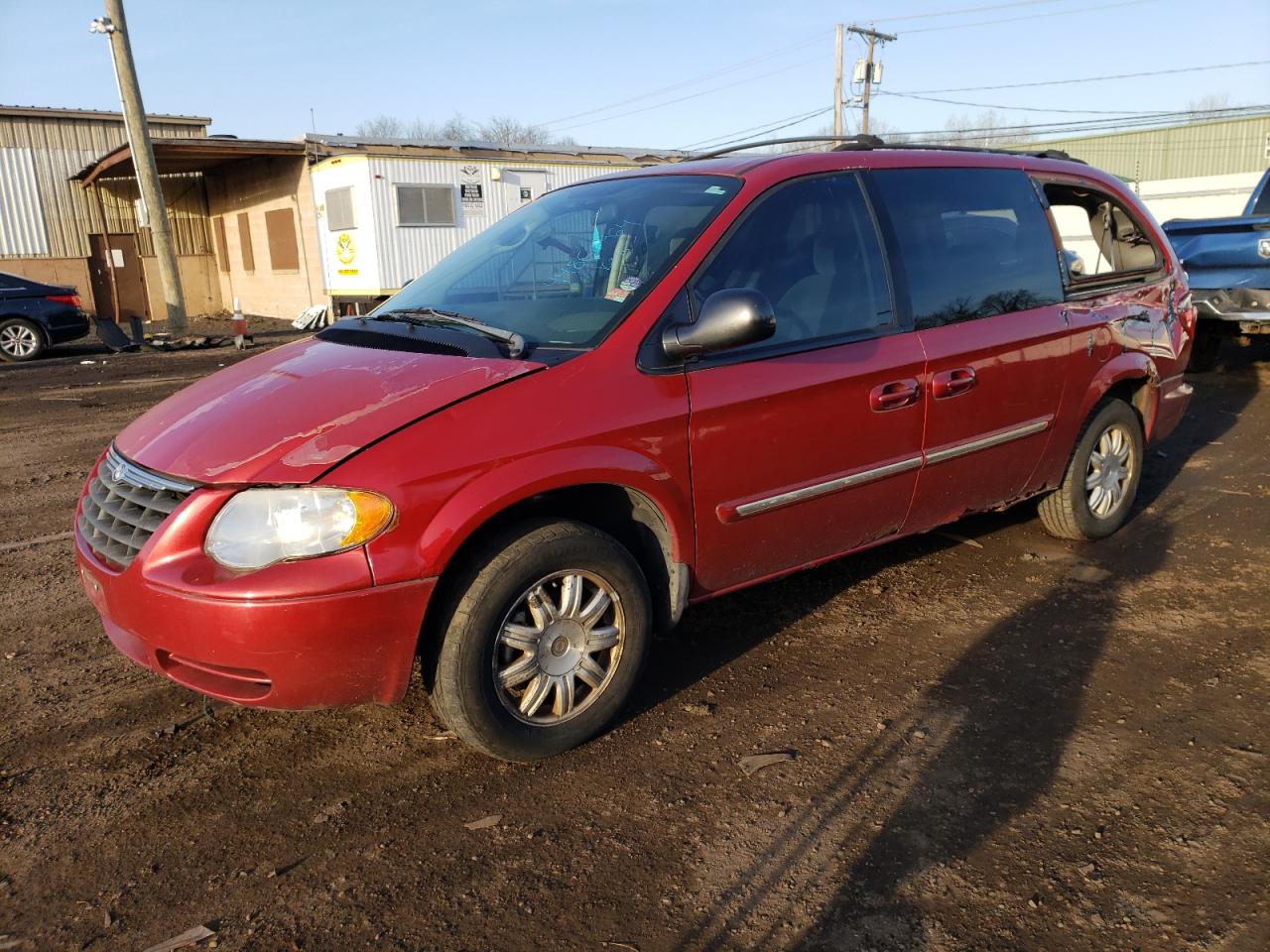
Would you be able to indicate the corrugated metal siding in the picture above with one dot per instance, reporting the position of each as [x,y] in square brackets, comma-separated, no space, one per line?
[22,214]
[405,253]
[62,148]
[1199,149]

○ ○ ○ ○ ○

* The problem *
Rewrite the records with "corrugated metal siding" swapped for "wooden fence" and nothing else changed. Omit the pictures.

* Answer *
Would you be able to indicate the wooden fence in the picture above with one dot per instance, reporting the position of each as [x,y] in square brackets, comma-separated, no space, one per line?
[22,214]
[405,253]
[62,148]
[1199,149]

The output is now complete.